Task directions:
From the line containing "indicate the brick wall, one dot per instance" down to the last line of the listing, quote everything word for word, and nothing else, keeping pictures out.

Record excerpts:
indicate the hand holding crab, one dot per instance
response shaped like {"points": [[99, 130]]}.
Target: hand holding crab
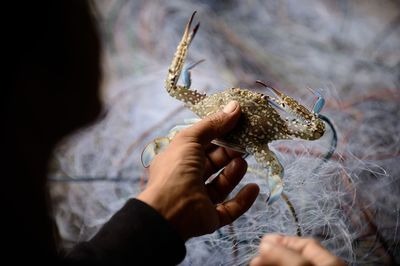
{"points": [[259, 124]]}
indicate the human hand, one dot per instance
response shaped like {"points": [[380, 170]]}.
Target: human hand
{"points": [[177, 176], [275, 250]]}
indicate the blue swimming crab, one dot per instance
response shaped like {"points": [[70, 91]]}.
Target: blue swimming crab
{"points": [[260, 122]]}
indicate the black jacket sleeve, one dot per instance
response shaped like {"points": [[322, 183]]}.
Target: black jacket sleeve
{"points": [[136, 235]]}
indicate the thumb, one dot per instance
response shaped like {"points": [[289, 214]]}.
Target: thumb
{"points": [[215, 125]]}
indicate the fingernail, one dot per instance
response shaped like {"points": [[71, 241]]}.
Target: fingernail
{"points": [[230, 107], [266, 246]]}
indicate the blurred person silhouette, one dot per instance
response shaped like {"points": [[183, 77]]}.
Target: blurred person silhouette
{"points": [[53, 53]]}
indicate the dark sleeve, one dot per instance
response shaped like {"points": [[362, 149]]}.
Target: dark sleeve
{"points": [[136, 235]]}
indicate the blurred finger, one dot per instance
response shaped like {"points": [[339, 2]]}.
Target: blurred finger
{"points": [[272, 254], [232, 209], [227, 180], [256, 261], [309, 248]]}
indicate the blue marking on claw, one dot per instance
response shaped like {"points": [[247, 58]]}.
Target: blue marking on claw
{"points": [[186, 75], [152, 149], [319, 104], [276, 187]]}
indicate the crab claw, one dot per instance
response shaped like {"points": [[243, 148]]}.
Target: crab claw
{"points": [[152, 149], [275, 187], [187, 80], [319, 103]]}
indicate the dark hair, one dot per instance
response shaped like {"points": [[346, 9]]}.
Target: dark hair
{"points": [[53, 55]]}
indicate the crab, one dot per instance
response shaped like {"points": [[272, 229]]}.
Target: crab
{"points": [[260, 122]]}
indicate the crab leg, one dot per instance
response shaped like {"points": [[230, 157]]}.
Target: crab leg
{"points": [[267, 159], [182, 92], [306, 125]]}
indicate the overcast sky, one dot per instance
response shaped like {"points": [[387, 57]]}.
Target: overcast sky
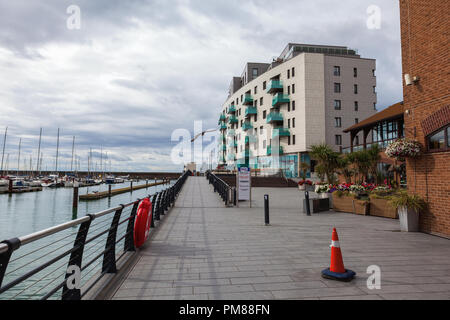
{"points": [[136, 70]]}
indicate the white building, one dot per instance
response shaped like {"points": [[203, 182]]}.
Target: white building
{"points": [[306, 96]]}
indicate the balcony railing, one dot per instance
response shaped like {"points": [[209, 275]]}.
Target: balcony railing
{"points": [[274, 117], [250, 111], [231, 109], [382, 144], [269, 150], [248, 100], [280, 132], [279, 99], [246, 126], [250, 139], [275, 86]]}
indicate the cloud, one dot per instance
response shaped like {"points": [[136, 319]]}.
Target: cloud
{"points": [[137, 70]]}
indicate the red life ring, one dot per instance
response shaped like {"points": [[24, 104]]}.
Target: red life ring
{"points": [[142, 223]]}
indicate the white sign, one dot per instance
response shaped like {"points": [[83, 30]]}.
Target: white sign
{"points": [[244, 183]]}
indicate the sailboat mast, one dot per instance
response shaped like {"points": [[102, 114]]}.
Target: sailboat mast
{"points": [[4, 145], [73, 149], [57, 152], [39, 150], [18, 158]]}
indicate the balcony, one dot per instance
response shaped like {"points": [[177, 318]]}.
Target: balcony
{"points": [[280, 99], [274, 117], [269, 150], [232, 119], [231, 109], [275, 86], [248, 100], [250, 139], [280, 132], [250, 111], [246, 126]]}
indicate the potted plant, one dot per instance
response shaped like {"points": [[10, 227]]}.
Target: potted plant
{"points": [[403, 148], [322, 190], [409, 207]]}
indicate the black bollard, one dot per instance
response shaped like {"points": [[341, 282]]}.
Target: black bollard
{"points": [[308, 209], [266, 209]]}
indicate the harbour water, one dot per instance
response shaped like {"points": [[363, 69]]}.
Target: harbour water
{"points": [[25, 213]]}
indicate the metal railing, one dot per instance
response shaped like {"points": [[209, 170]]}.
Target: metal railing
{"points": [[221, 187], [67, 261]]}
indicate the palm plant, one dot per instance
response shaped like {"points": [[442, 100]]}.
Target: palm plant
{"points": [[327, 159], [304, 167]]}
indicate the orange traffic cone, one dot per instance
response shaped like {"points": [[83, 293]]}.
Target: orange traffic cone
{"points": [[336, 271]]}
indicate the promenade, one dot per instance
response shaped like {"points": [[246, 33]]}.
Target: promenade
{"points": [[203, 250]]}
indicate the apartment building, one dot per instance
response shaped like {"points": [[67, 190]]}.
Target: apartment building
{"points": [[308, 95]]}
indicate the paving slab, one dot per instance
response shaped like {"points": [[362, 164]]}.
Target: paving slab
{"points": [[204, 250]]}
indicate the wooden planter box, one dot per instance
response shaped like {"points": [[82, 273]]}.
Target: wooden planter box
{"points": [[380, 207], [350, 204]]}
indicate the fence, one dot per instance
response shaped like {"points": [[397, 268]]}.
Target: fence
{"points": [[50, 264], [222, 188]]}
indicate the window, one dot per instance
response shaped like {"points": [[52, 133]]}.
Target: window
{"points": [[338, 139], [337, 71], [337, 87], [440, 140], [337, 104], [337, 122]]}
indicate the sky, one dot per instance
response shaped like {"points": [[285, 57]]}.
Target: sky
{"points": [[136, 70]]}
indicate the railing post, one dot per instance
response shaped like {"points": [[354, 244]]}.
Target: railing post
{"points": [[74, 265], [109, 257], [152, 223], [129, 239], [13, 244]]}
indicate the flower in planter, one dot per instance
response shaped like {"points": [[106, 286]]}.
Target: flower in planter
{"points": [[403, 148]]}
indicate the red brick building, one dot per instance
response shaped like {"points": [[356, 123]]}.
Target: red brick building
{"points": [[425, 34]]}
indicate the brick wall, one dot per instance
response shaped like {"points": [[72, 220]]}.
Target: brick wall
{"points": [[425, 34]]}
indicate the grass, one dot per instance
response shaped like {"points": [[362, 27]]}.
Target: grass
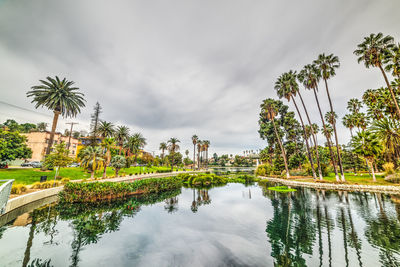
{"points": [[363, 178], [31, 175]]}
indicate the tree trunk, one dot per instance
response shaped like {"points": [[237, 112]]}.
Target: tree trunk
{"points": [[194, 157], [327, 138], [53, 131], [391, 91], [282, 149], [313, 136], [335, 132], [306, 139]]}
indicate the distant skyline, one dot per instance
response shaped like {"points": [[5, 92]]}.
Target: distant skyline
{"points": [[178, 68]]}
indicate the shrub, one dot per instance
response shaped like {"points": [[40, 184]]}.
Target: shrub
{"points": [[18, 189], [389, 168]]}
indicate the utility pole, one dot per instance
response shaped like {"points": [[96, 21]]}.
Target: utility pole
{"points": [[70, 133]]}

Answer to this problem:
indicate the brick wall, one dot per instance
response shaped like {"points": [[72, 220]]}.
Target: brick wall
{"points": [[425, 34]]}
indicate the grass, one dot per instance
response shaped like {"points": [[362, 27]]}.
Target: grass
{"points": [[363, 178], [31, 175]]}
indicate the tree trunk, one dot per instance
response shaped like {"points": [[237, 112]]}.
Target: tree trunk
{"points": [[194, 157], [327, 138], [53, 131], [391, 91], [282, 149], [313, 136], [335, 132], [306, 139]]}
indicate the distant skyline, one dot per instance
response shaped like {"points": [[5, 92]]}.
Target: distant skyline
{"points": [[178, 68]]}
indicate the shrub, one dot per instance
response shaped like {"points": [[40, 184]]}.
Target: shrub
{"points": [[18, 189], [389, 168]]}
indicate the utility pole, one dot per instance
response shaped like {"points": [[96, 21]]}.
Target: utility pole
{"points": [[70, 133]]}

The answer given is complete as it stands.